[Start]
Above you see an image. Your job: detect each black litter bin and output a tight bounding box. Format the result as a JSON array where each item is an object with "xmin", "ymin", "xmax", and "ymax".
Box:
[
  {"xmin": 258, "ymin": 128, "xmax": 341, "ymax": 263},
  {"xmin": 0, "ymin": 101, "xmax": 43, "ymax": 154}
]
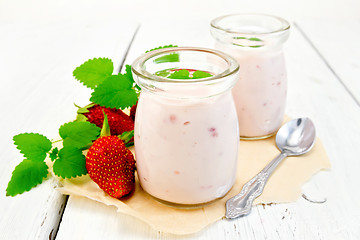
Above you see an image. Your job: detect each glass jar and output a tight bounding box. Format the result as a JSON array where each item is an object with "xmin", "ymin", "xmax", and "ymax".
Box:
[End]
Rewrite all of the material above with every "tight" swapped for "precise" and nothing else changed. Omit the pictures.

Above you see an image. Your job: detect each black litter bin and output a precise bounding box. Format the result as a JSON array where each item is an object with "xmin", "ymin", "xmax", and "ymax".
Box:
[
  {"xmin": 258, "ymin": 128, "xmax": 341, "ymax": 263},
  {"xmin": 0, "ymin": 101, "xmax": 43, "ymax": 154}
]
Above you see an image. Your job: detect each glass jar and output a precise bounding box. Format the result as a JSON array where each item is an object with "xmin", "ymin", "xmax", and "ymax".
Box:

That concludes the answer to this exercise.